Excerpt:
+++
Why do we need volumes?

The default filesystem for applications and services running on Doprax is ephemeral, meaning that the data written in them will be lost when the application or service is stopped or restarted. If you have a stateless application, it is no problem for you but in most cases, the application needs to write some persistent data to disk. 

File uploads in applications:

  • Databases like Redis, MySQL, and MongoDB.
  • Blogging CMSs like WordPress, Drupal.
  • Infrastructure services like Elasticsearch, Kafka, and RabbitMQ.
  • Collaboration apps like Mattermost, GitLab.

These are some of the use cases for volumes. In Doprax, volumes are used to store data.

Create volumes

To create a volume, you need to go to the ‘volumes’ sub-section and click on create volume button. A dialog will be open and it will ask you to provide a title, mount on (the main or a service), and also the mount path. The ‘title’ is a human-readable title. The ‘mount on’ is the container that you want to mount a volume to. For example, in the image below, it can be seen that the main has been selected so the volume will be mounted on the main container. The mount path, is the path inside the container that you want to mount the volume. In the example below, we will mount the volume on /app_data/static/ path inside the main container.
+++
Information supplied:
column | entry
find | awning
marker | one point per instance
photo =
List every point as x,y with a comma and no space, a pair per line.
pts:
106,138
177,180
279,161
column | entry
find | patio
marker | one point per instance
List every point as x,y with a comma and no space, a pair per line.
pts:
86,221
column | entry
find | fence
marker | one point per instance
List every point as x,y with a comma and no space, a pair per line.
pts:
+++
What is asked:
(A) In the Doprax volumes text, swap "ephemeral" for "temporary" and write out the part that begins at "Why do we need" and stops after "like WordPress, Drupal.".
(B) Per the Doprax volumes text, what happens to data written to the default filesystem when an application or service is stopped or restarted?

Responses to the exercise:
(A)
Why do we need volumes?

The default filesystem for applications and services running on Doprax is temporary, meaning that the data written in them will be lost when the application or service is stopped or restarted. If you have a stateless application, it is no problem for you but in most cases, the application needs to write some persistent data to disk. 

File uploads in applications:

  • Databases like Redis, MySQL, and MongoDB.
  • Blogging CMSs like WordPress, Drupal.

(B) It is lost.